Output the entries without any changes, from the line containing "woman with black" to the line containing "[695,223,935,419]", with both of those lines included.

* START Given data *

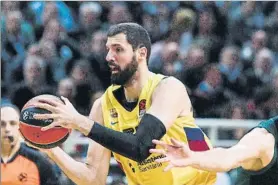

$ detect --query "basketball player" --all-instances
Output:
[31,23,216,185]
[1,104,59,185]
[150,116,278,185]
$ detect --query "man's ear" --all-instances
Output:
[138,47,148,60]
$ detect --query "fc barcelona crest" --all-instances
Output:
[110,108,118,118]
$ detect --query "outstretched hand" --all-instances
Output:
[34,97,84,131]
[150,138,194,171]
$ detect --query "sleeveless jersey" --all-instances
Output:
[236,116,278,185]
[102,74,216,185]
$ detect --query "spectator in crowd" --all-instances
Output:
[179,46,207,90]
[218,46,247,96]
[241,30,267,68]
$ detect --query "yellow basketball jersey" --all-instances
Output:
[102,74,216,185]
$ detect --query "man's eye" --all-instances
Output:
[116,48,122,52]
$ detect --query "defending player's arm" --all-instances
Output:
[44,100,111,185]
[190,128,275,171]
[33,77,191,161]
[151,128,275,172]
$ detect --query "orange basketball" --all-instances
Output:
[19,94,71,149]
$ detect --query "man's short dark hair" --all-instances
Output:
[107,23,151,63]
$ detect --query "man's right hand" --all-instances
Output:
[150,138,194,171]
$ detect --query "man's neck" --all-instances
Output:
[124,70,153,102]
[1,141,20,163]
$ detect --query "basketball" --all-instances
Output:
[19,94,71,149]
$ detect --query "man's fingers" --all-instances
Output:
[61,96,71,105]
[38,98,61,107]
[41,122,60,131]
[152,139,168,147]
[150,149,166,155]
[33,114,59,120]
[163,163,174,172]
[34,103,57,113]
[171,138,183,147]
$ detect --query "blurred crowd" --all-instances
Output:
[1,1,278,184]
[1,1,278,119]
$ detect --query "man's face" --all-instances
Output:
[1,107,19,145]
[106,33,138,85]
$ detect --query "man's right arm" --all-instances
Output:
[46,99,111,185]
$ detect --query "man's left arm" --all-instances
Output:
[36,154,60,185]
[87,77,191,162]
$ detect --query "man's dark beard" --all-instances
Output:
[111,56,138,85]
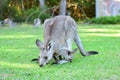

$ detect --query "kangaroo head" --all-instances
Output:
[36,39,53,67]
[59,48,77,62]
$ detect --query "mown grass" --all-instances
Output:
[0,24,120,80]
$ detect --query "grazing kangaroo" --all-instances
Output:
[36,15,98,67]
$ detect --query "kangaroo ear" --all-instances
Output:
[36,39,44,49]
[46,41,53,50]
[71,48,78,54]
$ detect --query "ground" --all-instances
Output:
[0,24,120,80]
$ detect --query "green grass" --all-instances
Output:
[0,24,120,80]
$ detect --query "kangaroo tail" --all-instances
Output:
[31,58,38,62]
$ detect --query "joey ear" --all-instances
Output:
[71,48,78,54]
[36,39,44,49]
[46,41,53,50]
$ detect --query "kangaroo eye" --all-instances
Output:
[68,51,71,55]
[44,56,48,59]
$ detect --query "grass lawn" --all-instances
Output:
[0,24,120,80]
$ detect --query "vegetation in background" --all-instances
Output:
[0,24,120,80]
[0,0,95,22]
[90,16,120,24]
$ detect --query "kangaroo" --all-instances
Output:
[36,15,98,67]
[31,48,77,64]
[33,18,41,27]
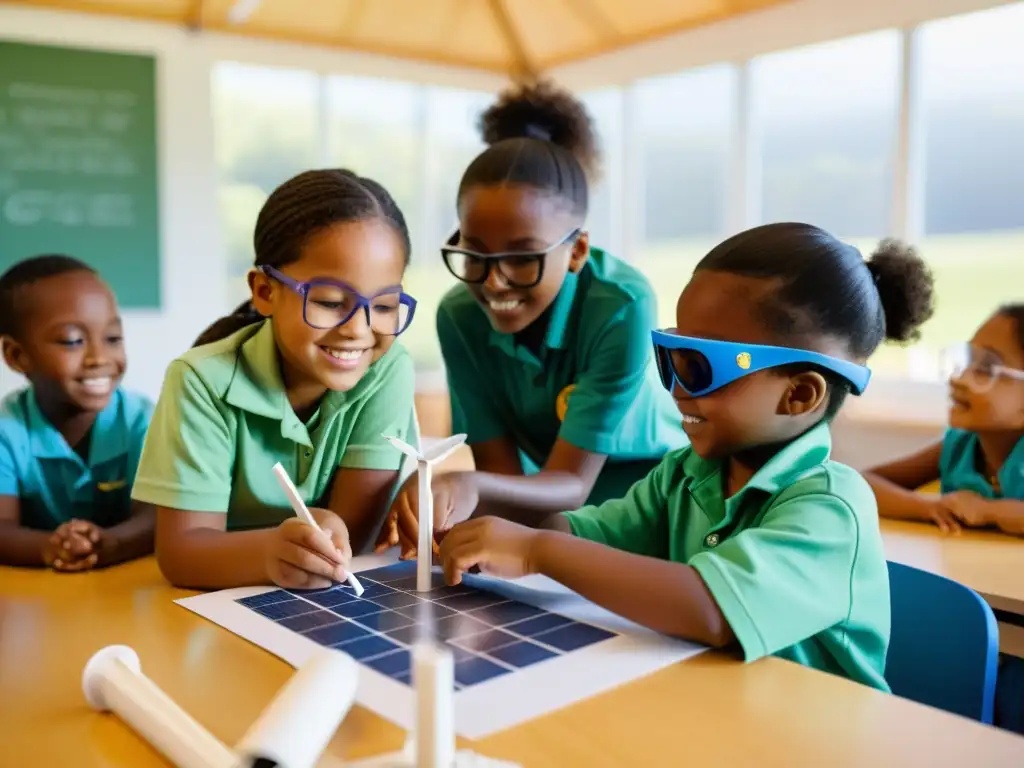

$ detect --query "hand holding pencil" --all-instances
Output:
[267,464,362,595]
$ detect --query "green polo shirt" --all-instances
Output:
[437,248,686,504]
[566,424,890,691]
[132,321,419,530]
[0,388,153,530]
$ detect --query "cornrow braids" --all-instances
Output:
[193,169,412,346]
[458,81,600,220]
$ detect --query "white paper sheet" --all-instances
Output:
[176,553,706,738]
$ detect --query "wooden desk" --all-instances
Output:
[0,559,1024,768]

* END Given data *
* START Given data *

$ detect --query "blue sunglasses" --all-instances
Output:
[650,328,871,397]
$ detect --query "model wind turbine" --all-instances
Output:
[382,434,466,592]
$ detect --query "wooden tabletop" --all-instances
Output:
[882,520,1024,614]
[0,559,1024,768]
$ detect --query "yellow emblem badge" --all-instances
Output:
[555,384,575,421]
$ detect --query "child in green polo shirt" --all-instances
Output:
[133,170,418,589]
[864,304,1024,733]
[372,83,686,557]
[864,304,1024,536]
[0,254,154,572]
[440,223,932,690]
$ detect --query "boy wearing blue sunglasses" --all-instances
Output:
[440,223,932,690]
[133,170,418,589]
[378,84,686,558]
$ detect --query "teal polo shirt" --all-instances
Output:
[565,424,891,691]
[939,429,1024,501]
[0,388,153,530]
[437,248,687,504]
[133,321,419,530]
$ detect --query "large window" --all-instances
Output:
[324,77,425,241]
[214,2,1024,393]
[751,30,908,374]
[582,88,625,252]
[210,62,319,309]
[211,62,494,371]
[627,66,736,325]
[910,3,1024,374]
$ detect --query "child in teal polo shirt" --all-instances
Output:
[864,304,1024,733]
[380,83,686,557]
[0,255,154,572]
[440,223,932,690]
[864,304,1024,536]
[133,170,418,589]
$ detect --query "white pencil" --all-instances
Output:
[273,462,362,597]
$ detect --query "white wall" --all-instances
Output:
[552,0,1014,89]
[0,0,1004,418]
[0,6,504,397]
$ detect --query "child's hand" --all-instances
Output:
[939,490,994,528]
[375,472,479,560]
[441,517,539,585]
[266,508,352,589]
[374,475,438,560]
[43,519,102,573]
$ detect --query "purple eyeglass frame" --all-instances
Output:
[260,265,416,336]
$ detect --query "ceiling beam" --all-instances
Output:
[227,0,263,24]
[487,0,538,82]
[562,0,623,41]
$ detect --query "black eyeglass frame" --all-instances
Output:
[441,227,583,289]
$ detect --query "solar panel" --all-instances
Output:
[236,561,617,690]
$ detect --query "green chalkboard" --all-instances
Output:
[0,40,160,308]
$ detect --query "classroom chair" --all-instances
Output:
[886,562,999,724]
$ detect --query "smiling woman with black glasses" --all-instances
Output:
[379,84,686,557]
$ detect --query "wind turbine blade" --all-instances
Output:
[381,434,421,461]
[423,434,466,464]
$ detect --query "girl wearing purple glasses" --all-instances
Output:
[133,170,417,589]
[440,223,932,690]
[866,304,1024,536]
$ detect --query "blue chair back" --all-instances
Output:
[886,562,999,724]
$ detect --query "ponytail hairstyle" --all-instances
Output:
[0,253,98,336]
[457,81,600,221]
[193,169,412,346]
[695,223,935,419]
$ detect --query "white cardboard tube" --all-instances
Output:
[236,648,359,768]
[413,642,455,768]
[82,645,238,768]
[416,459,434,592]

* END Given data *
* START Given data *

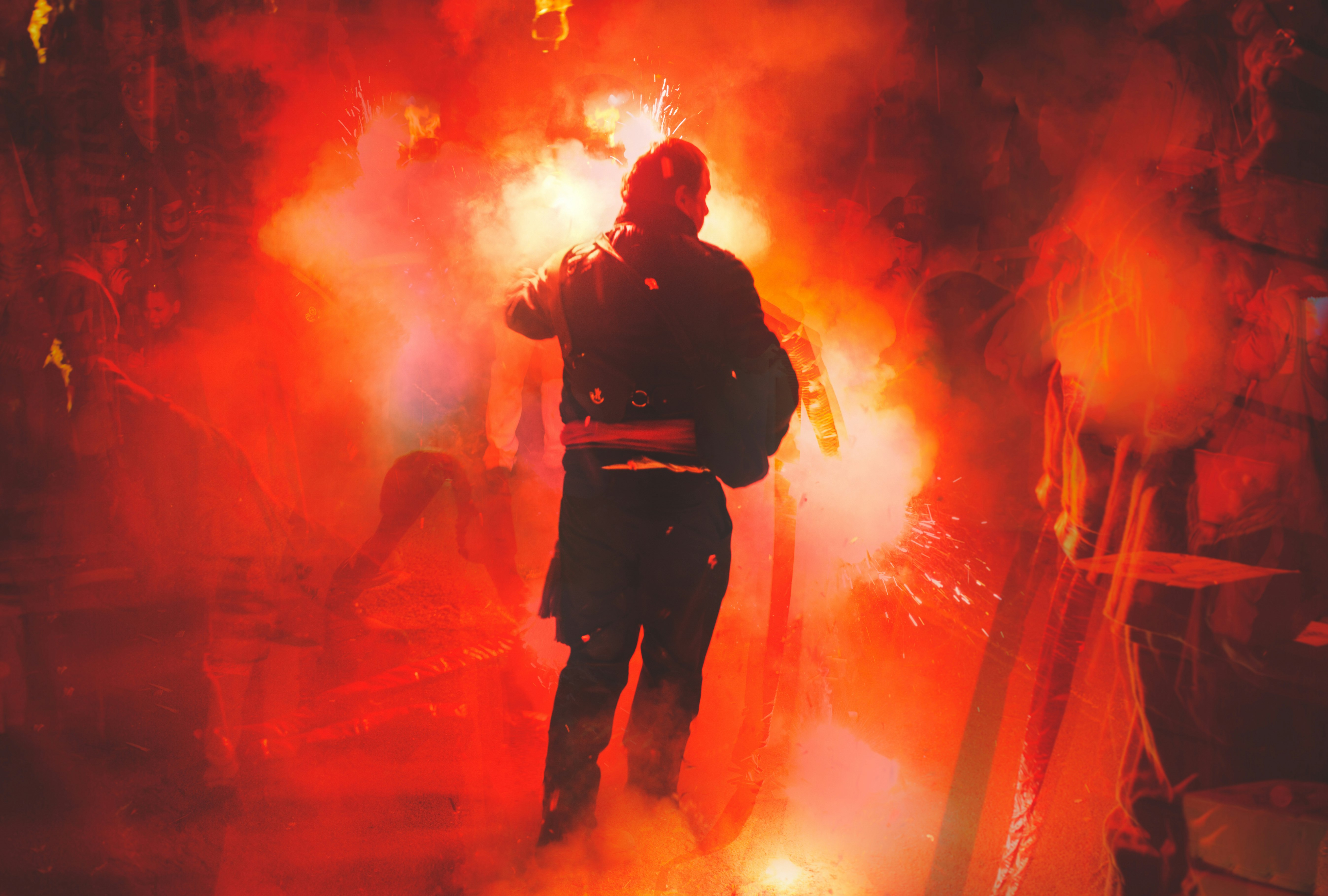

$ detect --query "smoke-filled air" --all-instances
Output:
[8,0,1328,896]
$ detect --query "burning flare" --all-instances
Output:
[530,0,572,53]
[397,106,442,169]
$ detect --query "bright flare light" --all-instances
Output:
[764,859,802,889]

* END Given data *

* Solution to this exercise:
$ detect --query "smiling woman with black glasses" --all-instances
Output:
[379,84,686,557]
$ detect --query "wind turbine blade" --all-instances
Output:
[381,434,421,461]
[423,434,466,464]
$ detect --query "girl wearing purple glasses" --all-instances
Output:
[133,170,417,589]
[440,223,932,690]
[866,304,1024,536]
$ detect --query "blue chair back" --all-instances
Output:
[886,562,999,724]
$ detect --query "ponytail hairstyle" --all-instances
Output:
[0,253,98,336]
[457,81,600,221]
[193,169,412,346]
[695,223,935,419]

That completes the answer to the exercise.